§ **WHAT IS REQUIRED**
From the entries below, copy every line that has the word "table".

§ **INPUT DATA**
↓

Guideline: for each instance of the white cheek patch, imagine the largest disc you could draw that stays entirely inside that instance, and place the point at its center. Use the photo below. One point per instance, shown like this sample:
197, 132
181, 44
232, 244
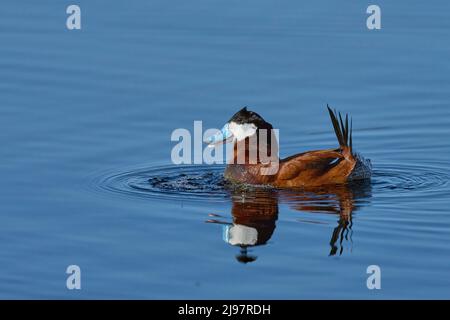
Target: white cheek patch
242, 131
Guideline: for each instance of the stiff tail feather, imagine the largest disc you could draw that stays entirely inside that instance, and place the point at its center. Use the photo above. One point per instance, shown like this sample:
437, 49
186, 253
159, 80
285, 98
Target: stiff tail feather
342, 129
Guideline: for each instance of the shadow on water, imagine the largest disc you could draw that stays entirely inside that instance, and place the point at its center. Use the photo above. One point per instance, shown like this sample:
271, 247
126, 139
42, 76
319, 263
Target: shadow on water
255, 212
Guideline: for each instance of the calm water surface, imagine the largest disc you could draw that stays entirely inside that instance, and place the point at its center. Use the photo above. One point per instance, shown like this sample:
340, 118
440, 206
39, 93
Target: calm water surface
86, 118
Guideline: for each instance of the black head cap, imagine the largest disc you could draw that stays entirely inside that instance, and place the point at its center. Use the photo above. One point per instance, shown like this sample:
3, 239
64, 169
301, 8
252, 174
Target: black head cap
246, 116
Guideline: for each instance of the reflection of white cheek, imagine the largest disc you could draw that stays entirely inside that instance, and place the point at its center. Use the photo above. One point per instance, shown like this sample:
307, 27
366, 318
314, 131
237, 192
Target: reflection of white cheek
240, 235
242, 131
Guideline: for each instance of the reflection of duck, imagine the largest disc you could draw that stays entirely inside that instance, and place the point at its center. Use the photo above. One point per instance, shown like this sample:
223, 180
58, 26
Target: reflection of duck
255, 156
255, 213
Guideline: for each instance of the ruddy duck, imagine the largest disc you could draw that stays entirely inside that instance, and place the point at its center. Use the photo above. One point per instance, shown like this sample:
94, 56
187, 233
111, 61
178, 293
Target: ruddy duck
308, 169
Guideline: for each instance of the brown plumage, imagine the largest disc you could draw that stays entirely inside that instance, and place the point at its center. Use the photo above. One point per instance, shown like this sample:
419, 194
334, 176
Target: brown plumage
307, 169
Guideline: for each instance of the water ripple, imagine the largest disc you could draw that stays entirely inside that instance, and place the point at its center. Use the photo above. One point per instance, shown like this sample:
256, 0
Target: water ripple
203, 182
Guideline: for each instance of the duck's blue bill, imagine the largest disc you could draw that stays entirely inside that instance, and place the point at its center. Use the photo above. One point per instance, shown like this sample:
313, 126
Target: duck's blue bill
220, 137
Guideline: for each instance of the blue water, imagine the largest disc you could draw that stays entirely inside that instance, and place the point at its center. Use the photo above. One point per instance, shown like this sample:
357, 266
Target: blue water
86, 176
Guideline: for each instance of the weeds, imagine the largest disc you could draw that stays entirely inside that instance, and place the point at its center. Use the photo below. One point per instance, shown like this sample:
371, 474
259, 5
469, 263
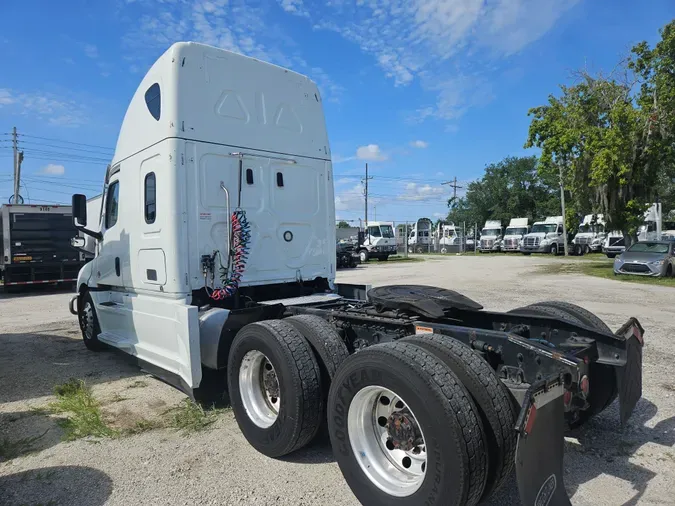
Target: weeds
83, 414
143, 425
12, 449
138, 384
191, 417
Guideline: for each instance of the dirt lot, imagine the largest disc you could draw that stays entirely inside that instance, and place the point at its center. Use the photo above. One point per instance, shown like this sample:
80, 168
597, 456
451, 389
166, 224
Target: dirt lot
40, 348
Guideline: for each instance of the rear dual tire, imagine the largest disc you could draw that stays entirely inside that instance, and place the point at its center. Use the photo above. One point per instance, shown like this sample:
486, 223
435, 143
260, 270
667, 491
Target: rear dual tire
433, 400
274, 382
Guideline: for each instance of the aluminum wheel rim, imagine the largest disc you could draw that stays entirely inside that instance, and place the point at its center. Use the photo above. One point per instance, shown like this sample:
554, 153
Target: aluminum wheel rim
259, 389
88, 321
397, 472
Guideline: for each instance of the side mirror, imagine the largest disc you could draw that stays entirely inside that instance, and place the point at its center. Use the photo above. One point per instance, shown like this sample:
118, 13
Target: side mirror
80, 210
77, 242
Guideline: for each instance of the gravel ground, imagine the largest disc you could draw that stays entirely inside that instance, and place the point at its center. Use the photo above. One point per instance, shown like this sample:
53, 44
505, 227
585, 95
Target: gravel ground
40, 347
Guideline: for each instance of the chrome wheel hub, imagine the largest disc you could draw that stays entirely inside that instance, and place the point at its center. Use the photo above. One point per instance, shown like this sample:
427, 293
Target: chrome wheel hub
259, 389
387, 441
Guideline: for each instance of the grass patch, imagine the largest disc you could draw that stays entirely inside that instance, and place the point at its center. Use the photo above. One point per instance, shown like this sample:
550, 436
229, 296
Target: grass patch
83, 418
601, 270
396, 258
190, 417
11, 449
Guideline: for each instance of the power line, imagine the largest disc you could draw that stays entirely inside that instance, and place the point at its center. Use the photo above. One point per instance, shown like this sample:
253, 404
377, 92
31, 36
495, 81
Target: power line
67, 142
30, 143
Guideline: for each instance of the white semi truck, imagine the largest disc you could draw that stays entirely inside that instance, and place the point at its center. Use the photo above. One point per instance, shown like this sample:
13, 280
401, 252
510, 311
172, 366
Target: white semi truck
215, 269
447, 237
591, 235
491, 236
545, 237
513, 236
650, 230
379, 241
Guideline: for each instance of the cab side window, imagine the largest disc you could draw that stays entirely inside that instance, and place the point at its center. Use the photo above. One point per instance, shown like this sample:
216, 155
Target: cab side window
150, 198
112, 205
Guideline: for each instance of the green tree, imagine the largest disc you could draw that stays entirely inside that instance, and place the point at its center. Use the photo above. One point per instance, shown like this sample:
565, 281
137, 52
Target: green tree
511, 188
611, 137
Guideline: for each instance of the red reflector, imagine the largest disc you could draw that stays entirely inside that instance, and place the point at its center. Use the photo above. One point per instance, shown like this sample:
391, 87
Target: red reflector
530, 419
638, 334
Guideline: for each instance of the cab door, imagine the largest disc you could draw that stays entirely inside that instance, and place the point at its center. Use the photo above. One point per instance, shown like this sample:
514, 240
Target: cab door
114, 248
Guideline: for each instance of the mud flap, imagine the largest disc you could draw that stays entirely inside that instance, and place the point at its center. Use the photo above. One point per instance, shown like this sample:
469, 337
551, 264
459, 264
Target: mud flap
539, 454
629, 376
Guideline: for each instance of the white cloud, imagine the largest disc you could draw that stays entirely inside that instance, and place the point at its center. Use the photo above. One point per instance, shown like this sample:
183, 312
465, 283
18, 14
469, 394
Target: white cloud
370, 153
6, 97
54, 110
91, 51
53, 170
350, 200
294, 7
236, 25
424, 192
434, 41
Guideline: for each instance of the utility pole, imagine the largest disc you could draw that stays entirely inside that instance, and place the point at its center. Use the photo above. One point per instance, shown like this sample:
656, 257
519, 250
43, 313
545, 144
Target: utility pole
18, 158
454, 186
365, 193
15, 149
562, 203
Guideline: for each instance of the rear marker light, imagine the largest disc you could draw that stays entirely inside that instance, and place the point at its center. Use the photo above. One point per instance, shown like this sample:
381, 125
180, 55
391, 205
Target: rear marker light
585, 385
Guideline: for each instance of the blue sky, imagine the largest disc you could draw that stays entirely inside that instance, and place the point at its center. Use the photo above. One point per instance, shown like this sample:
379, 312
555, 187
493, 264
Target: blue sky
422, 90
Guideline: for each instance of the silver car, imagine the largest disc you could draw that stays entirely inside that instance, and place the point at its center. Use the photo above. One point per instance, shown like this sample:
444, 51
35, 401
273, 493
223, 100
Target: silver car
647, 258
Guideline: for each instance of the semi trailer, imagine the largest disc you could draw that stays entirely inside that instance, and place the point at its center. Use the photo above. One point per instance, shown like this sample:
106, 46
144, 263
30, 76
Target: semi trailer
215, 269
35, 241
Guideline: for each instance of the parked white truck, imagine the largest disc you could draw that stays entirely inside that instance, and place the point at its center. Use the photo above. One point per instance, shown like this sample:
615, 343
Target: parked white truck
421, 236
651, 230
447, 237
513, 236
215, 269
591, 235
545, 237
379, 241
491, 236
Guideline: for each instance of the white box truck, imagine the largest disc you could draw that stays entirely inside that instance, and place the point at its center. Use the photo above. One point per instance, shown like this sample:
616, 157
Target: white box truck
215, 269
545, 237
421, 236
491, 236
379, 241
513, 236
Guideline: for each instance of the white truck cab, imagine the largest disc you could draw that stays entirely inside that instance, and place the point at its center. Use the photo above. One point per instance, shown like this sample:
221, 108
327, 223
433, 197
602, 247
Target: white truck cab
206, 133
447, 237
379, 241
491, 236
513, 236
651, 229
591, 235
421, 235
545, 237
215, 265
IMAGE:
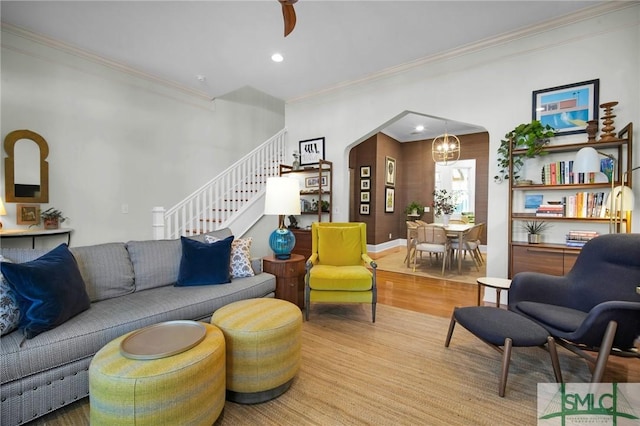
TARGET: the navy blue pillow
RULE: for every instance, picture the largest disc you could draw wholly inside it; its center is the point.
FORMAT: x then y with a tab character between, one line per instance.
204	263
49	289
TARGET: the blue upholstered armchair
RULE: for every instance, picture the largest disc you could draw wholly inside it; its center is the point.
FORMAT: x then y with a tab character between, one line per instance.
595	307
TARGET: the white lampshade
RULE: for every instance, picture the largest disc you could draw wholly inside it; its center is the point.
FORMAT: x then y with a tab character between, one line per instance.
282	196
587	161
624	199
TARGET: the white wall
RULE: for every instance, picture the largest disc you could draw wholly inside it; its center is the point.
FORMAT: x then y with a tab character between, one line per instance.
117	138
489	87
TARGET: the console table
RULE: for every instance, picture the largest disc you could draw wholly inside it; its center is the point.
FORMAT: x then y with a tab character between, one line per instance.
35	233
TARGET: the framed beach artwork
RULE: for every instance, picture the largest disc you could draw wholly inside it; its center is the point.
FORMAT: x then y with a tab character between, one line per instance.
389	200
27	214
390	171
567	108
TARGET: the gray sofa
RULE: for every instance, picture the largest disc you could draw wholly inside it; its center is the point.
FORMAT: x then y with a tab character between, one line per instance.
131	285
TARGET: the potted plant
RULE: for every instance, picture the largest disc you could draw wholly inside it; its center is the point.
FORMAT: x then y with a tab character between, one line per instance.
444	203
52	218
535	228
414	208
532	137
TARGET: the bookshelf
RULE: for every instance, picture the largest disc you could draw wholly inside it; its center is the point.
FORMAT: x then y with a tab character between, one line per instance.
554	255
316	183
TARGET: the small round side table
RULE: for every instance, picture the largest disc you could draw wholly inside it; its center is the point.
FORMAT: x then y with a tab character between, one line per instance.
498	283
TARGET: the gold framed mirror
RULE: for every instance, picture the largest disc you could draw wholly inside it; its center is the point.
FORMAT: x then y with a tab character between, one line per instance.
26	171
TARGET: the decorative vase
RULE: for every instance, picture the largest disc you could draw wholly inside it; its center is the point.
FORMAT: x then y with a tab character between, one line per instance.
52	223
535	238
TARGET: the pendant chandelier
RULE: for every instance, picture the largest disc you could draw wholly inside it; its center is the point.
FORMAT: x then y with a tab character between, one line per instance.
445	149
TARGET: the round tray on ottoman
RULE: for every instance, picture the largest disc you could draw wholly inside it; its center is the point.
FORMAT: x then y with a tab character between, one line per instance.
499	327
263	347
171	386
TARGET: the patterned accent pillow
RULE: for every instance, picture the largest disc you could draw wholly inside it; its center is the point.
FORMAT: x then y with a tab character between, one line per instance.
9	308
240	264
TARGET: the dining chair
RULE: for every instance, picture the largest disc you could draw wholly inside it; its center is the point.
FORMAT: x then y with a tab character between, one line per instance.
432	239
411	235
470	243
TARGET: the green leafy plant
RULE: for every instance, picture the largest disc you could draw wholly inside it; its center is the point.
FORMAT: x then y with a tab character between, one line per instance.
444	202
52	213
535	227
532	137
414	205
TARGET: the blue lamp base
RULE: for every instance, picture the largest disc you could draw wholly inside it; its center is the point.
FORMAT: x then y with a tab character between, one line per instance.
282	242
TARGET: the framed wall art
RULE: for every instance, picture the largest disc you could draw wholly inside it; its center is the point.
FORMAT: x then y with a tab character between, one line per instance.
390	171
311	151
567	108
313	182
28	214
389	200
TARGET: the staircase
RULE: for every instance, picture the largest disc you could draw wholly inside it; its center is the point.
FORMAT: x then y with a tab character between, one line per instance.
232	199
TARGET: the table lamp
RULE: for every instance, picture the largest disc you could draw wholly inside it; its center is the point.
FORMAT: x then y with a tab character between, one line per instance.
587	161
3	211
282	198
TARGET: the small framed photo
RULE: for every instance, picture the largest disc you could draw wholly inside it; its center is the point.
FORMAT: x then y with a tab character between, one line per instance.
390	171
28	214
311	151
389	200
532	201
567	108
313	182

↑

§ **WRITTEN ANSWER**
TARGET: the console table
TARGET: the small round side table
TARGET: the table lamp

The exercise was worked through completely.